-- START OF Passage given --

In plasma there is still nothing happening when trying to activate networking over bluetooth, but thats ok. 

So I now have the prerequisites to try install above mentioned usb wifi stick  :Smile: 

But its to late now, will do so tommorrow and report back.

----------

## Elleni

 *NeddySeagoon wrote:*   

> Elleni,
> 
> The driver is not in the kernel, not in 4.20.7 anyway, so you will need to get the driver.
> 
> The driver and firmware are included in github but how well is it maintained and for how long?

 

I did sone reading and apparently airckrack-ng/rtl8812au should support this chipset and zugaina search shows them available in pentoo overlay  :Smile: 

I'll test and come back here. I will also test your suggested link of course.   :Very Happy: 

----------

## Elleni

I can confirm that following package enables my asus usb ac68 wifi stick. I just added

https://data.gpo.zugaina.org/pentoo/net-wireless/rtl8812au_aircrack-ng/rtl8812au_aircrack-ng-5.2.20_p20190107.ebuild

to my local overlay and compiled rtl8812au_aircrack-ng, rebooted and 88XXau module was loaded. I then could successfully connect to the hotspot I have activated on my mobile phone. I guess this is a quite recent driver and probably my best option for the moment. Thanks for your help guys  :Smile: 

I will put solved here, and wait until my appartement s provider will activate my network. Then I will be able to do some more testing to see how well this stick performs with this driver and maybe test others. Right now device network digagnose shows a connection with 72.2 Mbps so I guess the limit is my mobile phone.

----------

-- END OF Passage given --

Given request A:
List every line in the rows below that contains the string "rocky".

-- START OF Supplied entries --

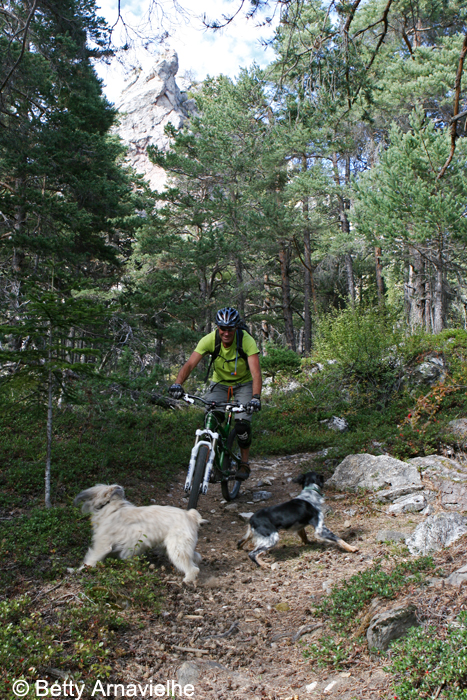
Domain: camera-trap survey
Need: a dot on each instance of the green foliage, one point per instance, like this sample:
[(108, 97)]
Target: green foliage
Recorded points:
[(92, 610), (347, 599), (44, 542), (428, 660), (328, 652), (364, 343), (279, 359)]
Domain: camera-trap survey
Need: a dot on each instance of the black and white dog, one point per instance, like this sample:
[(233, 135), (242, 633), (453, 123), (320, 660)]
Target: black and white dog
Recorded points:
[(295, 515)]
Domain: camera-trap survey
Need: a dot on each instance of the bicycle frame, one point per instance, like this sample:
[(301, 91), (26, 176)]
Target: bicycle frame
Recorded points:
[(213, 434)]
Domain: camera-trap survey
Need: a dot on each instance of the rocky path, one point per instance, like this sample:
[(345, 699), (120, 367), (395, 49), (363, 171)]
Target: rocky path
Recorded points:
[(242, 632)]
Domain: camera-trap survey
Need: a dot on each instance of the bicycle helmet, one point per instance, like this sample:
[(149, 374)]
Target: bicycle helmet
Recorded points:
[(227, 317)]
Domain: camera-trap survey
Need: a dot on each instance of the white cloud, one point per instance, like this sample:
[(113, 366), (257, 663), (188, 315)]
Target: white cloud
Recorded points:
[(200, 50)]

-- END OF Supplied entries --

Given request B:
In the wifi driver thread, which module was loaded after rtl8812au_aircrack-ng was compiled and the machine rebooted?

Reply A:
Need: a dot on each instance of the rocky path, one point per instance, like this sample:
Target: rocky path

Reply B:
88XXau